• Passage given:
========================================

# sound problem

## upc0d3

Hi folks,

I'm with a littler problem here. I've compile the alsa as built-in in my kernel, but it's doesn't not work. I mean any kind of audio does not work.

I did a lot of research but didn't find a soluction yet. So if anybody can help me.

My hardware:

 *Quote:*   

> 00:00.0 Host bridge: Intel Corporation 82G33/G31/P35/P31 Express DRAM Controller (rev 0a)
> 
> 00:01.0 PCI bridge: Intel Corporation 82G33/G31/P35/P31 Express PCI Express Root Port (rev 0a)
> 
> 00:02.0 VGA compatible controller: Intel Corporation 82G33/G31 Express Integrated Graphics Controller (rev 0a)
> ...

 

And here is my kernel configuration: http://pastebin.com/B7ynm2F8

Thanks

Best,

----------

## mikegpitt

It seems like you have the correct driver built into your kernel, HDA_INTEL.  Are your channels unmuted?  You can verify by running alsamixer, and making sure the volume is turned up for things like Master, PCM, etc., and making sure there isn't a MM under the bar, signifying that the channel is muted.

========================================

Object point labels

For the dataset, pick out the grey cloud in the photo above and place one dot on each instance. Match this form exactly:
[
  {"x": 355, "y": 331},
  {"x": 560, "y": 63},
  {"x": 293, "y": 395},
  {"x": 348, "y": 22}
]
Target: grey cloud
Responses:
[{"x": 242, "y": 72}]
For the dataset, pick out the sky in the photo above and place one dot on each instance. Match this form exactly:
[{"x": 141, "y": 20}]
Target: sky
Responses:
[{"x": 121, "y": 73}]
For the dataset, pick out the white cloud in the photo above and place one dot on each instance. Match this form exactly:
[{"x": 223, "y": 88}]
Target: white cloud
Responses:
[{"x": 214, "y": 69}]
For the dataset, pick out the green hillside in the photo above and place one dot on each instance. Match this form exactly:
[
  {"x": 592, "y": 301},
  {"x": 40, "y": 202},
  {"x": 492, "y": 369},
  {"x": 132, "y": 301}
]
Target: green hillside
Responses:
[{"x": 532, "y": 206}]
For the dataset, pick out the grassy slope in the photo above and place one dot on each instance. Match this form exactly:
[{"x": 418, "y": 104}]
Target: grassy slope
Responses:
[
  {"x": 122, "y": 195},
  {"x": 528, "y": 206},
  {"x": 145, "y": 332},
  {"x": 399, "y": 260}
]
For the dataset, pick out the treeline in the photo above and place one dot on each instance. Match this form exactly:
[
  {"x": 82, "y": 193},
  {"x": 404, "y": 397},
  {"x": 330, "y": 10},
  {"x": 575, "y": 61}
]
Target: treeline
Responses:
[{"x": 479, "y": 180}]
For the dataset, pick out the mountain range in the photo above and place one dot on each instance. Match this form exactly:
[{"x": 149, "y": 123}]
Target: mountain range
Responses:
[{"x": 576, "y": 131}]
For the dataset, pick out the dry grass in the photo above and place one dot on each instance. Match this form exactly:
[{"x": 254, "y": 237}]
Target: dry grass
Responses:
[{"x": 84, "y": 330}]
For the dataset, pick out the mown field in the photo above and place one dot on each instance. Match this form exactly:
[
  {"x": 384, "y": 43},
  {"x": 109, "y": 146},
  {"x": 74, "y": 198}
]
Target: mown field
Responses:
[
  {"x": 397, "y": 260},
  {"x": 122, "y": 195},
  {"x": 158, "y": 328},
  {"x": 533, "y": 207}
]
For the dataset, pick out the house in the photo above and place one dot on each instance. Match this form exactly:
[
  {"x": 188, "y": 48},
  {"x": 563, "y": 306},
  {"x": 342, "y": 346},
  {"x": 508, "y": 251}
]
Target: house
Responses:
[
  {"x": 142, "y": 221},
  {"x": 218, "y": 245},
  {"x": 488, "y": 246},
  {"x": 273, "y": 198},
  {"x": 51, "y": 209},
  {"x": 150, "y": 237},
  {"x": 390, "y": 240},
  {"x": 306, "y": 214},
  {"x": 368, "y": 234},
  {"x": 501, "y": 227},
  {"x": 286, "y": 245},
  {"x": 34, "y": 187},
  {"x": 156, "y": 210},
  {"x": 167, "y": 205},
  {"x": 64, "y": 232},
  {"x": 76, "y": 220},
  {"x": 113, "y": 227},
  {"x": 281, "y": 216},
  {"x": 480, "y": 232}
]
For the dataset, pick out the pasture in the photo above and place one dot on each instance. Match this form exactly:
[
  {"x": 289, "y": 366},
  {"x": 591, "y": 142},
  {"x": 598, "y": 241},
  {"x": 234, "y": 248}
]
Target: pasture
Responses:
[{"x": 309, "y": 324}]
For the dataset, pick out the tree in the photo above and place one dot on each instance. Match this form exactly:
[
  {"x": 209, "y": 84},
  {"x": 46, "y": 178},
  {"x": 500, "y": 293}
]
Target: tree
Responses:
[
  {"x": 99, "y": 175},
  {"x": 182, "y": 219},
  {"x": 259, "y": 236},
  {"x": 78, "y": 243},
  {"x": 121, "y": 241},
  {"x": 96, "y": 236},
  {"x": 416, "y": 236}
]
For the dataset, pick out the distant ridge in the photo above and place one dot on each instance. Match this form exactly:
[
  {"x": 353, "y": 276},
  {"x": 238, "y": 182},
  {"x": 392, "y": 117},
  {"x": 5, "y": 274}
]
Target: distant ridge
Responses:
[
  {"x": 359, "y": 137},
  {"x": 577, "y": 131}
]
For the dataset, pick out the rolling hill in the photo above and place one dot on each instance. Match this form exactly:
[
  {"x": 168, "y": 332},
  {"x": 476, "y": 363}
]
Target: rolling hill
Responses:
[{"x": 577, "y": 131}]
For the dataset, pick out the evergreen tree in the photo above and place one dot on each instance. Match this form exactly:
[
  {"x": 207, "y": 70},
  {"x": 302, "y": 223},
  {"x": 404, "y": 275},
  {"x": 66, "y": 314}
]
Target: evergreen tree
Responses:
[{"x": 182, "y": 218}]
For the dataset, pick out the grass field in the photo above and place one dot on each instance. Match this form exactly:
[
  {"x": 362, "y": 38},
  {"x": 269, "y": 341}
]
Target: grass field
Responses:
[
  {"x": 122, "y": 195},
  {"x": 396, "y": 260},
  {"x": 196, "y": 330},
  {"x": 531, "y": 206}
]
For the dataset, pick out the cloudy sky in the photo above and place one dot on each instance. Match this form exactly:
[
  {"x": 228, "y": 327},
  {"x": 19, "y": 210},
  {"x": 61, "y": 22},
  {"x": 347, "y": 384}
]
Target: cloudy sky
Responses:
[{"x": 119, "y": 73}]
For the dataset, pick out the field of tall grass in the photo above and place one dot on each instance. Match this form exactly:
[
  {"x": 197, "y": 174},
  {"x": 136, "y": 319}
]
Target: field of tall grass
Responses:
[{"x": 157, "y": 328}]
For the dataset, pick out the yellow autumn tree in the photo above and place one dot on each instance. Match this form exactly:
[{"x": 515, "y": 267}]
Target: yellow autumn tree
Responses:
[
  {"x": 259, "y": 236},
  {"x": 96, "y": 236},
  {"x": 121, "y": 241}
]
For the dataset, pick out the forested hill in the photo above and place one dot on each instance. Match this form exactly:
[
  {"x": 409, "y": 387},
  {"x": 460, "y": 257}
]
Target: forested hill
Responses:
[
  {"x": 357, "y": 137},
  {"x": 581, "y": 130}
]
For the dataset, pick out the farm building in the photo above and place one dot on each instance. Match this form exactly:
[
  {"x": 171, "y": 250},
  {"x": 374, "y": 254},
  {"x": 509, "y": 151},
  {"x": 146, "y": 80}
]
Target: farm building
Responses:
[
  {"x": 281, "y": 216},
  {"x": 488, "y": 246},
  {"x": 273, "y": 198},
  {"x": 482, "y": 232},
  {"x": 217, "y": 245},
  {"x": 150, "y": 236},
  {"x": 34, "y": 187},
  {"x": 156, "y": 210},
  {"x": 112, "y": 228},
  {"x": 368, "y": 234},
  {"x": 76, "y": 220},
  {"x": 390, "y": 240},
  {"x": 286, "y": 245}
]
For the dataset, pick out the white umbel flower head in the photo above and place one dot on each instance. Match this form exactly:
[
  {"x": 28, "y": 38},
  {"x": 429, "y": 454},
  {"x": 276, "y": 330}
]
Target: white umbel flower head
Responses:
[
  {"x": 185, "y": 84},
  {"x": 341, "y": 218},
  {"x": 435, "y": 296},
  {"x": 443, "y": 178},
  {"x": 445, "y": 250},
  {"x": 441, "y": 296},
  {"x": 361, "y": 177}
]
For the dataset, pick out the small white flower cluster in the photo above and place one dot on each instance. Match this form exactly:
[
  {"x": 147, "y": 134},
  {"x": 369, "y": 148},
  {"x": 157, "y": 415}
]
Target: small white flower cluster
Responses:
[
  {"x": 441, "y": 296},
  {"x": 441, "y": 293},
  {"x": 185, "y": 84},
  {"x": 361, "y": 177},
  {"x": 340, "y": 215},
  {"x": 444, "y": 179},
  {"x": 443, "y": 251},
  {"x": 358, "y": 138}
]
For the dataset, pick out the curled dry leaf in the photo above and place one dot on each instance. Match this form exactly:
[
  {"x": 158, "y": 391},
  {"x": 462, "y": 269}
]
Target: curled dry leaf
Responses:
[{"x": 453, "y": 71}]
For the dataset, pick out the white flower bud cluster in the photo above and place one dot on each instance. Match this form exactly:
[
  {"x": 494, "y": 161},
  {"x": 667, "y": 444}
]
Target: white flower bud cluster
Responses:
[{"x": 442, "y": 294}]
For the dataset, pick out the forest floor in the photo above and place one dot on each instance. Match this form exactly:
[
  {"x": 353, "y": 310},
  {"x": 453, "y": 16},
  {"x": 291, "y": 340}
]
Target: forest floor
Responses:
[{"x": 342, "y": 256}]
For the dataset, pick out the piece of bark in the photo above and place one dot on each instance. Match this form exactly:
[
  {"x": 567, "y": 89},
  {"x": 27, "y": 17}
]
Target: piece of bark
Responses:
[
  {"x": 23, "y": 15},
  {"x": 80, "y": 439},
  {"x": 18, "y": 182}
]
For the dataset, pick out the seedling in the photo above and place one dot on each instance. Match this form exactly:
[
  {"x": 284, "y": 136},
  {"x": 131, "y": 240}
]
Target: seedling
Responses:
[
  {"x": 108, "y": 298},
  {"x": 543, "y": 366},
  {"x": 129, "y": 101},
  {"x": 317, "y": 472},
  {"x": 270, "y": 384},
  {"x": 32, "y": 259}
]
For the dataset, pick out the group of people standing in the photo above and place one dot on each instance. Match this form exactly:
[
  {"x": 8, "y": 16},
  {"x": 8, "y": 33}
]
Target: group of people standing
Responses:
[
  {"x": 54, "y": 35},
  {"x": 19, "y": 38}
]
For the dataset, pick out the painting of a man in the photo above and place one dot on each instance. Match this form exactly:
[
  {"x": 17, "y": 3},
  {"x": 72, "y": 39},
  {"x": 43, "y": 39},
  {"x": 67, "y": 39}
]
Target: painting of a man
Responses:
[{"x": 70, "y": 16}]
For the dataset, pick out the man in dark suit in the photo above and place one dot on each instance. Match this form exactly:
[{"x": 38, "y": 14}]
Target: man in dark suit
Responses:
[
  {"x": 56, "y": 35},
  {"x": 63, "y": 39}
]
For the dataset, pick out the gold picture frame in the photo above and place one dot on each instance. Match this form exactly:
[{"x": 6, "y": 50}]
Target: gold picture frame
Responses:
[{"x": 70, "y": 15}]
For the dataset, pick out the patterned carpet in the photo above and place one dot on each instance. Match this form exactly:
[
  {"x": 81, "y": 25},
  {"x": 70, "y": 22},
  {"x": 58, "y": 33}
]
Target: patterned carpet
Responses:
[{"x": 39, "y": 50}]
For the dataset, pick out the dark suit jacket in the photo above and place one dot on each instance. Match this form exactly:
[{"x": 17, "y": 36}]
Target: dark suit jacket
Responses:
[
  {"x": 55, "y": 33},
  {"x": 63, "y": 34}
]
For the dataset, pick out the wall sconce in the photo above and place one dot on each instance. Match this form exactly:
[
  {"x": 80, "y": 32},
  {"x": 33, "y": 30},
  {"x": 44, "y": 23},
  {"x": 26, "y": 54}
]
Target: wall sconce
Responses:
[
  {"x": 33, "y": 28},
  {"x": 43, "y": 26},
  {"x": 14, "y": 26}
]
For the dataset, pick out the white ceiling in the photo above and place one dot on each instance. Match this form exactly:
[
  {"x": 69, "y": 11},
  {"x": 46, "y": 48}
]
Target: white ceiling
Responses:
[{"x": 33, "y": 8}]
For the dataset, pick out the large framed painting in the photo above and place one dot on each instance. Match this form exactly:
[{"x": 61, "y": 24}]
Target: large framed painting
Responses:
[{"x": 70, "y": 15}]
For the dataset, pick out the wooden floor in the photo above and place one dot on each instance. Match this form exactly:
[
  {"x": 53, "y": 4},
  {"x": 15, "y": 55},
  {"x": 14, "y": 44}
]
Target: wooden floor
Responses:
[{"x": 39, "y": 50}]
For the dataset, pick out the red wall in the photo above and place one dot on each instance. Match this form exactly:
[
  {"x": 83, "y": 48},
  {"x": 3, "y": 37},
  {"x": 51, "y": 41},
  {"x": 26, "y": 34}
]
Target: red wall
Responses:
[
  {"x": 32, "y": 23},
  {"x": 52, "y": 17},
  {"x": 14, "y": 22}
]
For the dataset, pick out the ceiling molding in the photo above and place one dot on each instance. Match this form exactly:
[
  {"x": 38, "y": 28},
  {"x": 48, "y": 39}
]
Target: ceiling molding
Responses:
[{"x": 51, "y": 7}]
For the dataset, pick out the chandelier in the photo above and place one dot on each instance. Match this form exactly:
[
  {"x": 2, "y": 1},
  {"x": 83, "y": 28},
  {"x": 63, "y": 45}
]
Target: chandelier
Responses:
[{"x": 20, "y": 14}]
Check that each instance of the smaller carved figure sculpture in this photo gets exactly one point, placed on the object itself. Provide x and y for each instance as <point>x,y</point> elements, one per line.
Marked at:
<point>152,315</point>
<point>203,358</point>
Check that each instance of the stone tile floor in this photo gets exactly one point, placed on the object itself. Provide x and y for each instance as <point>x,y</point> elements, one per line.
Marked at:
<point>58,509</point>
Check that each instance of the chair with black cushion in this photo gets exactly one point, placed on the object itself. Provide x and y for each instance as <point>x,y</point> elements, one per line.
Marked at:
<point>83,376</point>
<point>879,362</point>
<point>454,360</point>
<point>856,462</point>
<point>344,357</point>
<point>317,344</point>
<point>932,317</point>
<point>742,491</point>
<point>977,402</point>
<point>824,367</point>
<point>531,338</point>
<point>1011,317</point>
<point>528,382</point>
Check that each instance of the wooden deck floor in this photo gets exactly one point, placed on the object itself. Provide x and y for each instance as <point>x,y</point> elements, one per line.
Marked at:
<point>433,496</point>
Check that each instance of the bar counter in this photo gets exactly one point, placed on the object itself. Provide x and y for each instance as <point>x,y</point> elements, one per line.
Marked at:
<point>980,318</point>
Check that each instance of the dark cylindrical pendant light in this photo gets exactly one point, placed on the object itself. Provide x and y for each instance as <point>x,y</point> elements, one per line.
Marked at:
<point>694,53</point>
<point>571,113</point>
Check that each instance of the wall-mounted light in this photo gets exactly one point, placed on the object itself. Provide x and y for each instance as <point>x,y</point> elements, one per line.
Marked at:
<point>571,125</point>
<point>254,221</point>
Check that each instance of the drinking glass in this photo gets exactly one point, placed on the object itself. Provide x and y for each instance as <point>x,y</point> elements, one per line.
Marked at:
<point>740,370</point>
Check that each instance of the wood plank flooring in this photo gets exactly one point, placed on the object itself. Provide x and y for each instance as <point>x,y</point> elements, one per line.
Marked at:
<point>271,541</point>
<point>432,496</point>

========================================

• Exercise instructions:
- A) Condense the paragraph of the forum thread that begins "It seems like you have the correct driver" into a short bulleted list that keeps its main facts.
- B) In the records, starting at the line that contains "Check that each instance of the wood plank" and ending at the end of the records, swap "wood plank flooring" for "parquet flooring" and give those lines again with nothing else changed.
The forum thread and the records have no connection to each other.

• Answers for the exercise:
- A)
- The correct driver, HDA_INTEL, appears to be built into the kernel.
- Check whether the channels are unmuted by running alsamixer.
- Make sure the volume is turned up for channels such as Master and PCM.
- Make sure no MM appears under a channel's bar, since MM means that channel is muted.

- B)
Check that each instance of the parquet flooring in this photo gets exactly one point, placed on the object itself. Provide x and y for each instance as <point>x,y</point> elements, one per line.
Marked at:
<point>271,541</point>
<point>432,496</point>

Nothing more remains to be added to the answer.